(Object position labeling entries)
****************
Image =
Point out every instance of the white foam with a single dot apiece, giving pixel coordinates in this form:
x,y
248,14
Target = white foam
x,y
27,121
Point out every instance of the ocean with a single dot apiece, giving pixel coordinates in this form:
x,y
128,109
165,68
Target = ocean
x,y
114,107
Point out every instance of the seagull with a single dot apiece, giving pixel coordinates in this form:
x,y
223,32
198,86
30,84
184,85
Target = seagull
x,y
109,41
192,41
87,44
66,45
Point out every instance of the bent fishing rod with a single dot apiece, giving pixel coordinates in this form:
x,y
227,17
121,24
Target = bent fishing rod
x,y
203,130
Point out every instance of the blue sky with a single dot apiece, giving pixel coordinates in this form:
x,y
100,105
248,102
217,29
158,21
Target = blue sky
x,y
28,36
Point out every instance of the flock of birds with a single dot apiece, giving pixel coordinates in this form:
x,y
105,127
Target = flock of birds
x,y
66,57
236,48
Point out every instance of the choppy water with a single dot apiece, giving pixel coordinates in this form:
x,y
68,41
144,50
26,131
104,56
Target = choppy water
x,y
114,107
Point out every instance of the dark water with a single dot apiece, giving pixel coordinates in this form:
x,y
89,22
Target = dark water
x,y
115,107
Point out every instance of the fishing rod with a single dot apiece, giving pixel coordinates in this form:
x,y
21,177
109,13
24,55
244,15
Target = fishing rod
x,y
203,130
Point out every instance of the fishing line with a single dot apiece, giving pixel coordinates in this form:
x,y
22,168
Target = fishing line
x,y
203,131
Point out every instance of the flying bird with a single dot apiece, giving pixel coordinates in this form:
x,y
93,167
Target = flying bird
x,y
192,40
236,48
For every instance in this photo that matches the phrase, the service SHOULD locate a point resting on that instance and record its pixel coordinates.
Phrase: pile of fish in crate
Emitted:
****************
Task objective: Copy out every line of the data above, character for character, without changing anything.

Reply:
Image =
Point out every instance of the white foam with a single dot apiece, giving pixel coordinates in this form:
x,y
248,14
Target = white foam
x,y
27,121
Point out every instance of the ocean with a single dot apiece, giving pixel coordinates in this form:
x,y
128,109
165,68
Target = ocean
x,y
114,107
Point out every instance of the seagull with a single dot apiece, giving pixel coordinates in this form:
x,y
223,32
198,86
30,84
184,85
Target = seagull
x,y
109,41
192,41
87,44
66,45
Point out every instance of the bent fishing rod with a single dot apiece, giving pixel coordinates in this form:
x,y
227,17
121,24
Target = bent fishing rod
x,y
203,130
Point out every instance of the blue sky with a single dot apiece, giving pixel coordinates in this form:
x,y
100,105
248,102
217,29
158,21
Target = blue sky
x,y
28,36
Point out every instance of the flock of birds with a single dot apiece, giving pixel coordinates in this form:
x,y
105,127
Target = flock of birds
x,y
66,57
236,48
Point out every instance of the choppy water with a single dot apiece, giving pixel coordinates in this form:
x,y
68,41
144,50
26,131
104,56
Target = choppy water
x,y
114,107
Point out every instance of the dark water with a single dot apiece, giving pixel coordinates in this form:
x,y
89,22
Target = dark water
x,y
115,107
Point out every instance of the fishing rod with a single dot apiece, giving pixel coordinates in this form:
x,y
21,177
109,13
24,55
244,15
Target = fishing rod
x,y
203,130
Point out every instance of the fishing line with a single dot apiece, giving pixel coordinates in this form:
x,y
22,168
Target = fishing line
x,y
203,131
Point out every instance of the flying bird with a single dot apiece, giving pixel coordinates in this form:
x,y
93,167
Target = flying bird
x,y
192,40
236,48
For every instance in this photo that matches the phrase, the service SHOULD locate a point resting on that instance and record its pixel coordinates.
Phrase: pile of fish in crate
Emitted:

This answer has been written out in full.